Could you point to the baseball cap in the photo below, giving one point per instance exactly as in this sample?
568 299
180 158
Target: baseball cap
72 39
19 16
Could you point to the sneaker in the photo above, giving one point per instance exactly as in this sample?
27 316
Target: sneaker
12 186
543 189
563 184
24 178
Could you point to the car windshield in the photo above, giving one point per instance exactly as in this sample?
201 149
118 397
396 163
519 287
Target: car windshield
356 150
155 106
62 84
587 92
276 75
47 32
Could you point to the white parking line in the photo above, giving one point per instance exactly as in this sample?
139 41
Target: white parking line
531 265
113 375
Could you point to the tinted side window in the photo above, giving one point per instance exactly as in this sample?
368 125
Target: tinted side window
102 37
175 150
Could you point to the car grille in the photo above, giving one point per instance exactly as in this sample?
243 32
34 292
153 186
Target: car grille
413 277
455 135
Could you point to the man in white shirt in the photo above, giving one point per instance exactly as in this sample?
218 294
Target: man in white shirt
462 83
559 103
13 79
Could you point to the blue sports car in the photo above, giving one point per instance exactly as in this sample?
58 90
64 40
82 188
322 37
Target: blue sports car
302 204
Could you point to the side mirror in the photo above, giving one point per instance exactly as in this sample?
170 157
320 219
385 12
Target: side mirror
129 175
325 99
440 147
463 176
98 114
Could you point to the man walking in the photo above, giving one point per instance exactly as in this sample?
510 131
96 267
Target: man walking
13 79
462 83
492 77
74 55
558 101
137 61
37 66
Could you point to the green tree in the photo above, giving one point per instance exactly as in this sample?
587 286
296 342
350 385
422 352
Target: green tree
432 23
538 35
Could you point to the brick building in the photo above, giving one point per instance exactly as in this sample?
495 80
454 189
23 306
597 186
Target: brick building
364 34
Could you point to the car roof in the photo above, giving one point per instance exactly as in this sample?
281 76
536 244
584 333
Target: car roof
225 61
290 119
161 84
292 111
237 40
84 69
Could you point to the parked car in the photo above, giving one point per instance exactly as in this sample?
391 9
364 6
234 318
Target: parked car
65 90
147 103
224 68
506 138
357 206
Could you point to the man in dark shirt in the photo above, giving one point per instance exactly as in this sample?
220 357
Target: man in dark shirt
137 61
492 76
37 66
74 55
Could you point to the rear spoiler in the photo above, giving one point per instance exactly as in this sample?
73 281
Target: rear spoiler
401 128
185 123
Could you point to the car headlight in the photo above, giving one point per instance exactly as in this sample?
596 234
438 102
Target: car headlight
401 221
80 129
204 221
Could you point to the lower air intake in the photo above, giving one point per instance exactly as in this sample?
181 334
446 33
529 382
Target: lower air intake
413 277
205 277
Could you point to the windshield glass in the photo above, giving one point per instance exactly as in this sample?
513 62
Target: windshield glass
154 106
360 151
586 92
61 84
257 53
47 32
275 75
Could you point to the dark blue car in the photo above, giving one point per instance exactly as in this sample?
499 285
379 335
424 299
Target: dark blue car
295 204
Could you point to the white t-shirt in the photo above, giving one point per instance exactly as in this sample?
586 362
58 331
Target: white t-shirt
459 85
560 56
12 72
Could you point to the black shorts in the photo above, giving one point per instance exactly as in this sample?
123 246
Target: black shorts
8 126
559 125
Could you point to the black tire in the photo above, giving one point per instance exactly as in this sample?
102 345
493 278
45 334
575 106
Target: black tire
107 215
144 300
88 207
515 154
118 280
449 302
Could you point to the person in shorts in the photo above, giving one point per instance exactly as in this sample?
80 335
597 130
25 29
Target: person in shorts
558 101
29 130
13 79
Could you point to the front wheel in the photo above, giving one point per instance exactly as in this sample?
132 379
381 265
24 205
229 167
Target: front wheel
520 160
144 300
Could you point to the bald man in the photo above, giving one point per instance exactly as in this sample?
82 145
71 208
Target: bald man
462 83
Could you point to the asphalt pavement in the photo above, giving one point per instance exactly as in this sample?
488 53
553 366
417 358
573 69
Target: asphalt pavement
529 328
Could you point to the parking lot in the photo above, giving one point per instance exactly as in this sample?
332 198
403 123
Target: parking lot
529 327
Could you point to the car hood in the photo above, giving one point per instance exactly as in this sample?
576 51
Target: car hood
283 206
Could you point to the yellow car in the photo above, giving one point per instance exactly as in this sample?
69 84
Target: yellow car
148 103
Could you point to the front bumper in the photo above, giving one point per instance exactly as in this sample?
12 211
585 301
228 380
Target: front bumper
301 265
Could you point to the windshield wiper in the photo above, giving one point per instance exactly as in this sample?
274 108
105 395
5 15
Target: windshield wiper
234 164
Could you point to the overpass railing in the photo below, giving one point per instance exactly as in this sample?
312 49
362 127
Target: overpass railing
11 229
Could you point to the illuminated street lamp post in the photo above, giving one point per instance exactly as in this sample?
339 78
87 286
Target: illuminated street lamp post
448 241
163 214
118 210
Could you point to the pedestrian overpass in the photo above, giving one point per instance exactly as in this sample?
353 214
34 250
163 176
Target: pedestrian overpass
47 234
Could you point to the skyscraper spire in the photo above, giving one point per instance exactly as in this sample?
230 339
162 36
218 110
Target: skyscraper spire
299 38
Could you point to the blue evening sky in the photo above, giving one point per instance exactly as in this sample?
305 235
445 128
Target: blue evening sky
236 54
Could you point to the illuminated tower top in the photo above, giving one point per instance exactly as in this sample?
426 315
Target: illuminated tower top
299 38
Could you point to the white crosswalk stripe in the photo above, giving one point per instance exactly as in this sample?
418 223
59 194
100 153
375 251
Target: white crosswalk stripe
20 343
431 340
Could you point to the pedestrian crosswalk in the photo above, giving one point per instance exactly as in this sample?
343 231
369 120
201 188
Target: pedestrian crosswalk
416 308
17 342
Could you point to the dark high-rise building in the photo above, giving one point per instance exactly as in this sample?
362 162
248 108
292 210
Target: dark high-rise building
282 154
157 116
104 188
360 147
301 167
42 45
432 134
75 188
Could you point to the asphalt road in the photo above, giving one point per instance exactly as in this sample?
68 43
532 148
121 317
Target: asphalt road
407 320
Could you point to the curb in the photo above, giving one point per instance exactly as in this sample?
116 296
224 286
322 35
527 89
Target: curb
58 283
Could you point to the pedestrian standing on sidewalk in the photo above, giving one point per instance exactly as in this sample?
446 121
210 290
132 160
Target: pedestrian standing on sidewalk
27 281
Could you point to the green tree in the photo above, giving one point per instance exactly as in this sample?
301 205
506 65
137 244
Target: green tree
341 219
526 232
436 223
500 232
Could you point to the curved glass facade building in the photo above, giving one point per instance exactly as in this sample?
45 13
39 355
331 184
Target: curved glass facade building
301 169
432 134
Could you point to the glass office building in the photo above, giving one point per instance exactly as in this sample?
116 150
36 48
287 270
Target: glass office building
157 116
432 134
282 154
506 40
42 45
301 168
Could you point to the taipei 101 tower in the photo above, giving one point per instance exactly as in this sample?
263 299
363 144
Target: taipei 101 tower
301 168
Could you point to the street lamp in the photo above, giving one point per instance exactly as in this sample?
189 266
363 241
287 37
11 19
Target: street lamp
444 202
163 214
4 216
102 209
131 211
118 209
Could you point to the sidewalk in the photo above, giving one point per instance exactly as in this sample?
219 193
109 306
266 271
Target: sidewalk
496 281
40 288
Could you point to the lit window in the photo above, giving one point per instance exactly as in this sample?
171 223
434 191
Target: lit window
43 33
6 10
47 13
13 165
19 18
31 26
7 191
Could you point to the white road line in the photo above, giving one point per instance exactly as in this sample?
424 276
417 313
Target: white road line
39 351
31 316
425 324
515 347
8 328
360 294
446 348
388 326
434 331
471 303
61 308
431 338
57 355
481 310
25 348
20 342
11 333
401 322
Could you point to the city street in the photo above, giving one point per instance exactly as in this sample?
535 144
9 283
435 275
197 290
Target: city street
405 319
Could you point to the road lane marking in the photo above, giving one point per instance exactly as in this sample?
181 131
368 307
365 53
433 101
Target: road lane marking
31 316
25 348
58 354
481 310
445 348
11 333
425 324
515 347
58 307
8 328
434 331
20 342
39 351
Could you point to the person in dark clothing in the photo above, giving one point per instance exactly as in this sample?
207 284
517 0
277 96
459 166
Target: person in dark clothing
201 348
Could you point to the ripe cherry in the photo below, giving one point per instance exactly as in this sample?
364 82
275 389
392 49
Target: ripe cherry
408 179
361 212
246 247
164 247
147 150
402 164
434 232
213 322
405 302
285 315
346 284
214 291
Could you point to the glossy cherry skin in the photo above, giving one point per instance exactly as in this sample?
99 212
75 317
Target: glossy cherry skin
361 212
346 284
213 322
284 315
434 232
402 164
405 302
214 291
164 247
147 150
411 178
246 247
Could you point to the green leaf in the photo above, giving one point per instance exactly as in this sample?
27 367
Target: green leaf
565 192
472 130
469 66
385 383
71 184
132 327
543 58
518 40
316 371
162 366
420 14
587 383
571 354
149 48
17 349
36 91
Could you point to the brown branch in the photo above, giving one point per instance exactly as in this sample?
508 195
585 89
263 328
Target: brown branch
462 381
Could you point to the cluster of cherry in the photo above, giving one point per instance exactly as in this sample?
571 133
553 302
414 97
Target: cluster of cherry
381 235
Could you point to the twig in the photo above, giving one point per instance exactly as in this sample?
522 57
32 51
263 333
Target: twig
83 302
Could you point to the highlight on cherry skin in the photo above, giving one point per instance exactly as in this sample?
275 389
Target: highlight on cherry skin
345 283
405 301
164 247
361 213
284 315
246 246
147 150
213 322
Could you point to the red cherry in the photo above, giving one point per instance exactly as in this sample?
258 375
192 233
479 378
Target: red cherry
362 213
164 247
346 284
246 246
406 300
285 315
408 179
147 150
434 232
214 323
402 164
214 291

━━━━━━━━━━━━━━━━━━━━

## Task instructions
If a line contains the word "below", it counts; say how many such lines the records hold, and give only that number.

## Response
3